**PROBLEM**:
Find the lines below that contain the string "metal". Copy each one.

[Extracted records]
# # # #

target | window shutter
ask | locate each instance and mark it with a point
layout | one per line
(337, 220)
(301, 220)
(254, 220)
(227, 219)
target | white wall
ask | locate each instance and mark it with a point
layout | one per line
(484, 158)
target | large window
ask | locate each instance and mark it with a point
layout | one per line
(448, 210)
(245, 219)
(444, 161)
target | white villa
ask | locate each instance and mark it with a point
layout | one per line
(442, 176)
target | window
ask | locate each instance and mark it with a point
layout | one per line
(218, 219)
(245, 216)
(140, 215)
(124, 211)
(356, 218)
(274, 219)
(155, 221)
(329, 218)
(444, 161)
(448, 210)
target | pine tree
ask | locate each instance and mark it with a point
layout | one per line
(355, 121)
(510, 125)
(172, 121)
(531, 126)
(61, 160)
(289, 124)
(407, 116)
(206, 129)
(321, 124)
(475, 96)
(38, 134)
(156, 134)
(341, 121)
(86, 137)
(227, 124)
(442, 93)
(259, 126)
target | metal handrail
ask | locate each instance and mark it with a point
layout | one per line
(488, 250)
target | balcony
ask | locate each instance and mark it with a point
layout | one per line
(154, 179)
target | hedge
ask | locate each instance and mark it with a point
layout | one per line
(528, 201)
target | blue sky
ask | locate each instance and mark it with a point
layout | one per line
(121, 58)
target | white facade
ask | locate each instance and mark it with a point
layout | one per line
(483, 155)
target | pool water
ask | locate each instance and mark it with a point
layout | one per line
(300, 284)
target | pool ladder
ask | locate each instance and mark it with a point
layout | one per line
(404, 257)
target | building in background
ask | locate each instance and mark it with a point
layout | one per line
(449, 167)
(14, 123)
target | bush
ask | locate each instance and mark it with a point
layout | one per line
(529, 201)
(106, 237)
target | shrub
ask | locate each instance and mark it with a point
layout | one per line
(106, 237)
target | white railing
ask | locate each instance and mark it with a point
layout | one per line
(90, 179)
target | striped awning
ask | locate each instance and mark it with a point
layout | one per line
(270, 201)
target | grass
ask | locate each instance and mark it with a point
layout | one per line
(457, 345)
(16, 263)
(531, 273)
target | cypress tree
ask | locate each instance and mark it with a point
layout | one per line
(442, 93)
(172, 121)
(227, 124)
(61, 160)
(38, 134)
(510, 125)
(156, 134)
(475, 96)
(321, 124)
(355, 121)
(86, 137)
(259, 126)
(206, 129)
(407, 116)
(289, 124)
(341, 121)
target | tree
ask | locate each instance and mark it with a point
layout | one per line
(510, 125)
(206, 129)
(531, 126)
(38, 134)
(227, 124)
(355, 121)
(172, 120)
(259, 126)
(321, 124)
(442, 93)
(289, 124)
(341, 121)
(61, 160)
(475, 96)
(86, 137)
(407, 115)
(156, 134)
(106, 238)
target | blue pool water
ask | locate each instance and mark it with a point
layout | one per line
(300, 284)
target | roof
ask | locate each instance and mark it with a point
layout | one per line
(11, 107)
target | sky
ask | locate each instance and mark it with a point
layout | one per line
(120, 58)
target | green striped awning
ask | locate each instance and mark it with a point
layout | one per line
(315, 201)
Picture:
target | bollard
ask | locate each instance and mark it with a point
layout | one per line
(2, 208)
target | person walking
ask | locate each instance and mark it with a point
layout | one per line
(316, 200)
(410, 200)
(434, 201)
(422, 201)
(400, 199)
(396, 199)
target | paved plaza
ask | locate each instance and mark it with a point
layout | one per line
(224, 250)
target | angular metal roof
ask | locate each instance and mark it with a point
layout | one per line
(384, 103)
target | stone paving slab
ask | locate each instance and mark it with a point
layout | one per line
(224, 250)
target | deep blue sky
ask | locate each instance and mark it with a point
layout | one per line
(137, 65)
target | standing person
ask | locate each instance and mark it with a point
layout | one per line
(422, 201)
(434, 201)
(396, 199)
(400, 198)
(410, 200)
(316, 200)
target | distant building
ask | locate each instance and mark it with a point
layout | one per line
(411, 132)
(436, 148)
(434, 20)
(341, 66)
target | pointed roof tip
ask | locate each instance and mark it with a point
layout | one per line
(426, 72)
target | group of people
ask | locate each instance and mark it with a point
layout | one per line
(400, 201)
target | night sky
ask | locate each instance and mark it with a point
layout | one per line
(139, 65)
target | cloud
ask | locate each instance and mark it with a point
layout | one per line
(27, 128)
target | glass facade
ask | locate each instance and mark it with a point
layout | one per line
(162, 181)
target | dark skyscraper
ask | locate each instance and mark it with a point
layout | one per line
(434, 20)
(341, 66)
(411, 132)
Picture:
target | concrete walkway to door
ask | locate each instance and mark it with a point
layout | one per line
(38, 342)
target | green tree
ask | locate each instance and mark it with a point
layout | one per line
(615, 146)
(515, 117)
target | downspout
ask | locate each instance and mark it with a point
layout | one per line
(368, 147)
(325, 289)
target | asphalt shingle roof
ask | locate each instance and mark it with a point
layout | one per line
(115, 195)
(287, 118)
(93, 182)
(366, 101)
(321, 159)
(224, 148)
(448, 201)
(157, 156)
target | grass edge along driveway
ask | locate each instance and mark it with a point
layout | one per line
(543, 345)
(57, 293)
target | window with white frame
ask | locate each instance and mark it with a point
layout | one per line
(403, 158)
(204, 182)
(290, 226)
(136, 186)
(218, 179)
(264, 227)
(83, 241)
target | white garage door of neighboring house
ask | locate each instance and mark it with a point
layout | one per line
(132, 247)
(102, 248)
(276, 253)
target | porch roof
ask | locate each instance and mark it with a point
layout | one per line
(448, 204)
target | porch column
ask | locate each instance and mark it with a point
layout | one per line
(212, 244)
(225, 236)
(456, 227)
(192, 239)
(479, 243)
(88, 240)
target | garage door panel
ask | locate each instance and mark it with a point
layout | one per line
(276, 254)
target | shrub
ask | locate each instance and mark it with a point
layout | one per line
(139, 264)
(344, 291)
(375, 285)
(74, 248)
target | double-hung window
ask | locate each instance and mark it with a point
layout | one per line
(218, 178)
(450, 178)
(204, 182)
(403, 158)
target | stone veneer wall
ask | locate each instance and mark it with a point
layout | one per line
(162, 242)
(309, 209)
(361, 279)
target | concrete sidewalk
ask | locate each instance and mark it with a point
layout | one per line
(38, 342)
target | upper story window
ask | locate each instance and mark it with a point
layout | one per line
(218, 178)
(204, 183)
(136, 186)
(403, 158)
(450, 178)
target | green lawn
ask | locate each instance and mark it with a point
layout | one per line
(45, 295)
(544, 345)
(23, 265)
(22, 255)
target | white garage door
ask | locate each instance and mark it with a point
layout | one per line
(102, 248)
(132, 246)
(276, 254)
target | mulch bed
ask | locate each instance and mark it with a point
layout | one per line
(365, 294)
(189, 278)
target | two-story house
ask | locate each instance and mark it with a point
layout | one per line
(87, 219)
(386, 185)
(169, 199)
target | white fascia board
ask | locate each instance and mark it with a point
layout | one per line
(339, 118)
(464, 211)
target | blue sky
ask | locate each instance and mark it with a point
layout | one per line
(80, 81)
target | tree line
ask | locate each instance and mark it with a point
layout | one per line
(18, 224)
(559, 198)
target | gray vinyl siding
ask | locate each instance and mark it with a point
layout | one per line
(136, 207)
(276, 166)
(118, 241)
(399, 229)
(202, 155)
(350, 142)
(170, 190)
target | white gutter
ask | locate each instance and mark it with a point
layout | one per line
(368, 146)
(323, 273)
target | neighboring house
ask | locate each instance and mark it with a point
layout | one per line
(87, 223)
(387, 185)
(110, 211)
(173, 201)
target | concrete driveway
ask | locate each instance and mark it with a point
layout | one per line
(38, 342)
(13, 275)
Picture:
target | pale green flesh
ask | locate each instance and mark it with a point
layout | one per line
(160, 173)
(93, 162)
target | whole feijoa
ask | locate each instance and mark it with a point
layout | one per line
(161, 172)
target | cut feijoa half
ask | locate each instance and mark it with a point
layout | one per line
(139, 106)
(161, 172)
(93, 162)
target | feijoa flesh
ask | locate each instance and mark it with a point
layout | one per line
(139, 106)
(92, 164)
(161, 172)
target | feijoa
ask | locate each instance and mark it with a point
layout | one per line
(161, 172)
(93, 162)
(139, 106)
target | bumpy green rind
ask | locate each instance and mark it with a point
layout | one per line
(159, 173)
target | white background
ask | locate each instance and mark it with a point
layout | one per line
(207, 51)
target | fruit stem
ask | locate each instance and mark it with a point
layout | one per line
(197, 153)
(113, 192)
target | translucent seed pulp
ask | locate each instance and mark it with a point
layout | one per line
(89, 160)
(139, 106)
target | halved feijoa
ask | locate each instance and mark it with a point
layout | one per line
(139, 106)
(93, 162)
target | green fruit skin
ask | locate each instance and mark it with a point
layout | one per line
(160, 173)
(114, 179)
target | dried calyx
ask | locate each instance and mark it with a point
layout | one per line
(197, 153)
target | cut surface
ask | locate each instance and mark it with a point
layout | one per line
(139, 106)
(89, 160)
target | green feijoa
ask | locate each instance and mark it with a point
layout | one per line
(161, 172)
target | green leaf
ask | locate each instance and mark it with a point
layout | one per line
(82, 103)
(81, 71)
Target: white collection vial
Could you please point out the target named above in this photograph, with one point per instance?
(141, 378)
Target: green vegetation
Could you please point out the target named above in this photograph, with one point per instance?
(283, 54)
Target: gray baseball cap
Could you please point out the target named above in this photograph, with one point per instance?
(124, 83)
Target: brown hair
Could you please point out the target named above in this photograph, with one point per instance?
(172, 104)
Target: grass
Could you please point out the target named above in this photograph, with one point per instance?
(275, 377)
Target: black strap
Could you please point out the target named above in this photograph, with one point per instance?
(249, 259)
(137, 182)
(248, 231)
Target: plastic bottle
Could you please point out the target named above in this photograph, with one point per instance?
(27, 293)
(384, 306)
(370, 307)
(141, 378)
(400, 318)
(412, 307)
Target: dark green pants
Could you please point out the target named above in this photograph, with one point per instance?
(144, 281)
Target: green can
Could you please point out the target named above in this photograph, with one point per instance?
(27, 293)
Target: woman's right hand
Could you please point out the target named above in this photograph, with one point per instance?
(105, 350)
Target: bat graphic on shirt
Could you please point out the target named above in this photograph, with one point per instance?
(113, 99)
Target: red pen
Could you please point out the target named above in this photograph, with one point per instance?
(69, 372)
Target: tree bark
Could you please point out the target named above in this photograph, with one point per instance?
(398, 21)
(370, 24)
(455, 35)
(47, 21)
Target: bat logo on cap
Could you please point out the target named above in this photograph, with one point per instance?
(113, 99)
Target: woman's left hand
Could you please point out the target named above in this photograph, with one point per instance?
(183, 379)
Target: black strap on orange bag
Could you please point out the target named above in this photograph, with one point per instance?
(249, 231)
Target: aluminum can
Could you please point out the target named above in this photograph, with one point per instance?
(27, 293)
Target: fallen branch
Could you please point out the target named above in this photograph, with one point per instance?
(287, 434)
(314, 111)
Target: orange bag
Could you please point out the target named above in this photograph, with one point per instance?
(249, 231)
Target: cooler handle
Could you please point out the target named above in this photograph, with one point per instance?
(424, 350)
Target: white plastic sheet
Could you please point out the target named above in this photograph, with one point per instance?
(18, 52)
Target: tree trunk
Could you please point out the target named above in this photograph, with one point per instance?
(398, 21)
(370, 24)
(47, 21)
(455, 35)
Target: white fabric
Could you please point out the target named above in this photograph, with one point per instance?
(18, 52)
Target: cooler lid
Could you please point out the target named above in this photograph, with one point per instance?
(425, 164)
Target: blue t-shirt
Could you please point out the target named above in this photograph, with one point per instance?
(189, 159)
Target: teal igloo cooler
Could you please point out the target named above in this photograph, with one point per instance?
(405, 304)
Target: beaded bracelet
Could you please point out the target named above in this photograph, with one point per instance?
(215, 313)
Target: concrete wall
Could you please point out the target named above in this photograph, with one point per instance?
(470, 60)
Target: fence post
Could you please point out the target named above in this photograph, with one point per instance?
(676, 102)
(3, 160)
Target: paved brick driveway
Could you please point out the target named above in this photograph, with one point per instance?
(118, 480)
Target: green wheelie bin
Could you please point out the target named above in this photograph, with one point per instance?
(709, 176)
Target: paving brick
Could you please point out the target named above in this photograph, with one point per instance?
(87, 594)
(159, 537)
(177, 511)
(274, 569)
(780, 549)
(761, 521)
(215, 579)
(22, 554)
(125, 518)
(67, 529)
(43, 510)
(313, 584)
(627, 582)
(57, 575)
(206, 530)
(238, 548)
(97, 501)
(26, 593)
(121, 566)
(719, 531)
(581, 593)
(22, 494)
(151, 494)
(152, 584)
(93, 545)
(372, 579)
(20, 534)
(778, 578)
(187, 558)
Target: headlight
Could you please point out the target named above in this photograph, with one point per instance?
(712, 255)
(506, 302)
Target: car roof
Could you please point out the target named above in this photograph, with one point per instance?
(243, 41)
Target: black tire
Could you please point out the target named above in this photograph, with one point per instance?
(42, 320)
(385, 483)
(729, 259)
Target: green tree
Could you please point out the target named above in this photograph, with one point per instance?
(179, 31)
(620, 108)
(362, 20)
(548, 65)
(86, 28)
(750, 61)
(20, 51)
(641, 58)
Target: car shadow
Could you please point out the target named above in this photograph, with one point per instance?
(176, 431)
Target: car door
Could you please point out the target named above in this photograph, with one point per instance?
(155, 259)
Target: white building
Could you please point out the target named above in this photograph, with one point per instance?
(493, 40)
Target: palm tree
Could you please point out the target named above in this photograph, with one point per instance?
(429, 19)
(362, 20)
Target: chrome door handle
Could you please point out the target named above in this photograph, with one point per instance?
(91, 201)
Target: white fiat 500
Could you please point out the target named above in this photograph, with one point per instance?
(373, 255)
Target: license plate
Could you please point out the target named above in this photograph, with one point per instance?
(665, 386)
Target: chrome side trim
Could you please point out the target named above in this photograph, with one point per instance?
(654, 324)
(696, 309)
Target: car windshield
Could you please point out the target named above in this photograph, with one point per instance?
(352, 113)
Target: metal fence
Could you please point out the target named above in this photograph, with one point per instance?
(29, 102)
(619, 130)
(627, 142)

# # # #

**SOLVED PROBLEM**:
target | metal handrail
target | angular metal roof
Target: metal fence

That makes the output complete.